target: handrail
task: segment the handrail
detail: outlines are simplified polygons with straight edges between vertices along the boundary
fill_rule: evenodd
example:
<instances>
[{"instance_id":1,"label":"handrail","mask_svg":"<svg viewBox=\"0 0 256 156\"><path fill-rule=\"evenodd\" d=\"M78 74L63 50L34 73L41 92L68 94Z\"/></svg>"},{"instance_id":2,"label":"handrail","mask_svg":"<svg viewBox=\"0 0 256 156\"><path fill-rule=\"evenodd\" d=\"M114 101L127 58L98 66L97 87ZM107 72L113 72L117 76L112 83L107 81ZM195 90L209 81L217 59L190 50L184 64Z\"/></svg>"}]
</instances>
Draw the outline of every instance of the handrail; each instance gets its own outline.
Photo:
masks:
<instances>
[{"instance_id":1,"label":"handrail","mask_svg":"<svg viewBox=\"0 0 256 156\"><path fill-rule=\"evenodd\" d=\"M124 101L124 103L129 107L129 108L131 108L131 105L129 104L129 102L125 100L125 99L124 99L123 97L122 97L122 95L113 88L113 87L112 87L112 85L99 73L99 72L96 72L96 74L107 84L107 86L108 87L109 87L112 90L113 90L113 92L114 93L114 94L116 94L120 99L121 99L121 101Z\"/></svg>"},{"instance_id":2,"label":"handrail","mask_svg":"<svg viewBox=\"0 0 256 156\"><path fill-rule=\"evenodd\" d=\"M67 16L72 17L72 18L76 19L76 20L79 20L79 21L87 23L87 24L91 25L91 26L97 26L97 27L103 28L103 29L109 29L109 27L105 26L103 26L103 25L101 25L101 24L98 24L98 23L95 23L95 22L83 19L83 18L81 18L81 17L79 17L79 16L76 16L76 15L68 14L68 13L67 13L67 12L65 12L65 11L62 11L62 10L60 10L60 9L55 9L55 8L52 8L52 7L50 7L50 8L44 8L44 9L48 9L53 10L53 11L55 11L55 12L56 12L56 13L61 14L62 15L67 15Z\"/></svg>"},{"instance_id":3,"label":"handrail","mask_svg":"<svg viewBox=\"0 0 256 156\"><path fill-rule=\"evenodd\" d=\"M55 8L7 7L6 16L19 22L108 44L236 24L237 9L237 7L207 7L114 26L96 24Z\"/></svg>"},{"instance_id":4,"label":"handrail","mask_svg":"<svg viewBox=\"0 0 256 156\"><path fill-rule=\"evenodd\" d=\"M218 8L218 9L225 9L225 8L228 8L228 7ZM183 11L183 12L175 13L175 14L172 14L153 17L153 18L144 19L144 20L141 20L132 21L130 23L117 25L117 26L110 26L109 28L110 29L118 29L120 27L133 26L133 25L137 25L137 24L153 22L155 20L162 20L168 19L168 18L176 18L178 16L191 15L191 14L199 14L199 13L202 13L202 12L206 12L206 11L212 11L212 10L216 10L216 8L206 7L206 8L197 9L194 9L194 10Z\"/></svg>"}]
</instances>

━━━

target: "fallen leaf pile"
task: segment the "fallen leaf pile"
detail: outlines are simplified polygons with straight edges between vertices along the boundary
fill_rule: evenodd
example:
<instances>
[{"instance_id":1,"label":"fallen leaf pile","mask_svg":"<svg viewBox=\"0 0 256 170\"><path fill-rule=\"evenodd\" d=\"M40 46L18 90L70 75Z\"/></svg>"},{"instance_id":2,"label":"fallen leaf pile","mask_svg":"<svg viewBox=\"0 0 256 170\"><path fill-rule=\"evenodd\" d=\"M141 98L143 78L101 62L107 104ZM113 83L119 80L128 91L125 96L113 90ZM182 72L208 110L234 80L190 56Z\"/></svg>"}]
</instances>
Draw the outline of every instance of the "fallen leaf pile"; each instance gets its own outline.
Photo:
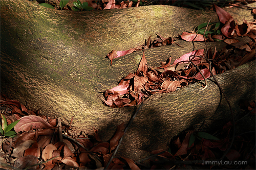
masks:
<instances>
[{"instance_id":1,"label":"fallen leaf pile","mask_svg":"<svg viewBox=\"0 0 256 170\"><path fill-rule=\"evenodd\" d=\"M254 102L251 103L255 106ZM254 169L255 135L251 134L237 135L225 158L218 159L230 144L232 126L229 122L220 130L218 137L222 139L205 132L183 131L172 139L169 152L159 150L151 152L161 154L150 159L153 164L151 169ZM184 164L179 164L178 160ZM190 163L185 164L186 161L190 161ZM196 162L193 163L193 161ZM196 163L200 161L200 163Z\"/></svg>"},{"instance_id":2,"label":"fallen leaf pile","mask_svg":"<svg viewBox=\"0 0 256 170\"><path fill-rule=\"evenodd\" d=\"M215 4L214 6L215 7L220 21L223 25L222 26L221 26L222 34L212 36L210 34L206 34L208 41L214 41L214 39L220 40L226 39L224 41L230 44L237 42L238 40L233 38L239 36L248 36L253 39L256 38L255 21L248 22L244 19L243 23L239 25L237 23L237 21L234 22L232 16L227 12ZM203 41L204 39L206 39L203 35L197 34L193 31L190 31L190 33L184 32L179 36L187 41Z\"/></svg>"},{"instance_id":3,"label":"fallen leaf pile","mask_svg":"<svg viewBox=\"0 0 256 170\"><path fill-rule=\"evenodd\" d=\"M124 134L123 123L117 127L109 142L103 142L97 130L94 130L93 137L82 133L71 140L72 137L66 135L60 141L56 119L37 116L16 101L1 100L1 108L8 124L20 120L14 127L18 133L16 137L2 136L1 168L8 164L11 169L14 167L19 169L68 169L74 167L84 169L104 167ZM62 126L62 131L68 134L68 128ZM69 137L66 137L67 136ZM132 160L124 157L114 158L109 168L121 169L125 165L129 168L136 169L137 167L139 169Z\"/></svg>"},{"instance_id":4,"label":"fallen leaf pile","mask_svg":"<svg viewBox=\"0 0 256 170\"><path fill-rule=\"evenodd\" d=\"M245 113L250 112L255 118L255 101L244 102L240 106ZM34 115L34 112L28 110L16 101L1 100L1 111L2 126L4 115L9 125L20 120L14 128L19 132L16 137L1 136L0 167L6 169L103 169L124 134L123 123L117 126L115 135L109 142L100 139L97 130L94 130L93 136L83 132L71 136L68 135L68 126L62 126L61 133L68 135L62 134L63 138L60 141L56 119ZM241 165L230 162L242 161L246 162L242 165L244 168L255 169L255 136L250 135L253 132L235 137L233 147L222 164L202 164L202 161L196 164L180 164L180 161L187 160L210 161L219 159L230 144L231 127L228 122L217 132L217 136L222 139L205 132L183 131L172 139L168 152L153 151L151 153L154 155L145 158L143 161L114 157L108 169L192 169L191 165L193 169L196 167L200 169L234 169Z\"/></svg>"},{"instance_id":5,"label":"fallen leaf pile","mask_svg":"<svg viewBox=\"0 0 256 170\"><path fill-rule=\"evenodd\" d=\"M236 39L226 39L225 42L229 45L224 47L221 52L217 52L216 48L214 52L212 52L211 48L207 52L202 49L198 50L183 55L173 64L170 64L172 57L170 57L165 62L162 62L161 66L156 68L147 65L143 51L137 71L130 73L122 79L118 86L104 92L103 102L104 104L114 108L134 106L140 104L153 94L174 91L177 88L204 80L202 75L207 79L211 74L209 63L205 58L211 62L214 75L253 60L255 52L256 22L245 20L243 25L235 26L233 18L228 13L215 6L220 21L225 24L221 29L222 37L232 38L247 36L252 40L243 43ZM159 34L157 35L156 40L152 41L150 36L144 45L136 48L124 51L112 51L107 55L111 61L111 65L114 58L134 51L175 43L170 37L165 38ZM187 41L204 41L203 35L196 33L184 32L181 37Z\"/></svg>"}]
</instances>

━━━

**Problem to solve**
Which lines of the data above contain the string "segment"? List each of those lines in full, with uppercase and lowercase letters counting as different.

**Response**
task: segment the handrail
task: segment the "fallen leaf pile"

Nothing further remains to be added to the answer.